• [Фрагмент документа]
━━━━━━━━━━━━━━━━━━━━
«Зачем тебе погибать? Для кого? Для безбожного, потерянного, развращённого народа?» (570) — это не только внутренняя речь Сологдина, но и потенциальная внутренняя речь Яконова. Герои начали свой диалог не столько словами, сколько взглядами, меж которых «метались разряды безумной частоты» (569). Яконов и Сологдин поняли друг друга и сошлись в одиночестве цинизма.
Сологдин предает ведь не только «косопузую страну» (506), но и Запад, которому, впрочем, уже тоже произнес приговор: «И никогда уже Франция не поднимется! Разве только с помощью Римской церкви!» (477). И вновь совпадение с Яконовым, который, наблюдая «из качалки» за шахматной партией Восток — Запад, был душою за Запад, но твердо знал, что победит Советский Союз.
«Здесь был общий мировой закон: побеждает тот, кто жесточе. В этом, к сожалению, вся история и все пророки» (566). Этот «мировой закон» в сознании Яконова легко ассоциируется с «ходячей фразой» — «все люди — сволочи». Дьявольская ирония соединяет образы полковника и арестанта, и уже не различишь, где тут искушение Великого инквизитора (мечта о силе, отождествляемой с католицизмом — «чудо, тайна, авторитет»), где демоническая греза о миллионе, которую Сологдин позаимствовал у «подростка», а тот у Ротшильда и Скупого рыцаря (вновь рыцарь!), а где бытовой «западный цинизм» («Дом мой! Мой дом — моя крепость! Как мудры англичане, первые понявшие эту истину» (564), — думает Яконов в той же главе). Чудовищная амальгама играет бесконечными оттенками, и бездна — уже не ГУЛАГа, но нравственного падения — зовет назад.
И все же: Сологдин — не Яконов. Хотя бы потому, что не ему доверены наиболее циничные аргументы; хотя бы потому, что он зэк сегодняшний, а не зэк бывший и будущий; хотя бы потому, что и вправду страшен, черен, безжалостен третий грядущий срок; хотя бы потому, что есть у Сологдина дар, есть азарт исследователя, есть сердечное чувство к жене (не к сытому дому, не к благолепному уюту!), пусть и отяжеленное изменой; есть дружба с Нержиным.
━━━━━━━━━━━━━━━━━━━━
• [Что нужно сделать]
a - Перечислите в порядке появления все номера страниц, указанные в скобках во фрагменте о Сологдине и Яконове.
b - Продолжите рассуждение о Сологдине и Яконове, начав сразу после его последнего предложения.
━━━━━━━━━━━━━━━━━━━━
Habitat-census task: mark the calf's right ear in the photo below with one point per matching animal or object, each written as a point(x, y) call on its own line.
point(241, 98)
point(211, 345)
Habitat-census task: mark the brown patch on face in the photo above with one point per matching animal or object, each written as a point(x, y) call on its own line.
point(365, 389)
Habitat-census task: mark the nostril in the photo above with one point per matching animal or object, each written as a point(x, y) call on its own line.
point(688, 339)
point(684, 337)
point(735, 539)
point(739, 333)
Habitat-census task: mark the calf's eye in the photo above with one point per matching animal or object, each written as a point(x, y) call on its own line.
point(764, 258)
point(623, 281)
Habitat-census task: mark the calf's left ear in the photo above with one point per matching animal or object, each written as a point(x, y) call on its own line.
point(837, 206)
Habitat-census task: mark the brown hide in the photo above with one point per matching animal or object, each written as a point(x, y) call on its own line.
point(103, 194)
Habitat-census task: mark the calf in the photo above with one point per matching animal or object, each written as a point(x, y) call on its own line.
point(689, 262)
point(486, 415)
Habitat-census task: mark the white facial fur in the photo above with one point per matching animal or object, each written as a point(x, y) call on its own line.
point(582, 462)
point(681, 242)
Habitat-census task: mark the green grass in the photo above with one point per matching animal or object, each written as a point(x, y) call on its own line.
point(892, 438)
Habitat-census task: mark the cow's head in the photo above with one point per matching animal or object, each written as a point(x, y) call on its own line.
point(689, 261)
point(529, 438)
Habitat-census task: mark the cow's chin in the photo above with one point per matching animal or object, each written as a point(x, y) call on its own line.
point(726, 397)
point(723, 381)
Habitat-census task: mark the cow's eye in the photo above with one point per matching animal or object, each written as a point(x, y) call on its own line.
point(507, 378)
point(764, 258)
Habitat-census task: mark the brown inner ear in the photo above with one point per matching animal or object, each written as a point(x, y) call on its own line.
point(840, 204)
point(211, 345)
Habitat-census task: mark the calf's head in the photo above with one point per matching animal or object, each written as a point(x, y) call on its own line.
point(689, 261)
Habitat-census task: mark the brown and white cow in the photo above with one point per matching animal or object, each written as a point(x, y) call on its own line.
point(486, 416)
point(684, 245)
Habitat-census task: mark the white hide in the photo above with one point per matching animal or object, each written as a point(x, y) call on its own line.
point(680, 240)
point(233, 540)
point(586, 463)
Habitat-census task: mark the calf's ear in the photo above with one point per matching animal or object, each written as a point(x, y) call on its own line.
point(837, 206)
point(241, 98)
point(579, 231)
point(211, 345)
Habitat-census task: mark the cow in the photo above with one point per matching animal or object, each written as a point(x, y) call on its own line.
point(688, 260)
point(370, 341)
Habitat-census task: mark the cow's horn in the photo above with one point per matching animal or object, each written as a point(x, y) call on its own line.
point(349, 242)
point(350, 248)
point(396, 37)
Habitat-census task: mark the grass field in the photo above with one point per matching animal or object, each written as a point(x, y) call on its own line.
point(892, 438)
━━━━━━━━━━━━━━━━━━━━
• [Результаты по порядку]
a - 570, 569, 506, 477, 566, 564

b -
И нет никакой уверенности в том, что русскость Сологдина только маскировка, только игра, — слишком истово следовал он Языку Предельной Ясности, слишком рьяно спорил с Рубиным. Как ни сгущаются темные краски (деяние опровергает помыслы) вокруг Сологдина, читатель не может забыть его изначальной светоносности[112]. И очень мощным аргументом в защиту героя представляется его фамилия, в которой отчетливо слышится отголосок фамилии автора. Более того, назвав автобиографического героя нейтрально — Нержин, Солженицын как бы разделил звуковое обличье своей фамилии: Солженицын = Сологдин + Нержин[113], тем самым бросив автобиографический блик и на дискредитированного персонажа.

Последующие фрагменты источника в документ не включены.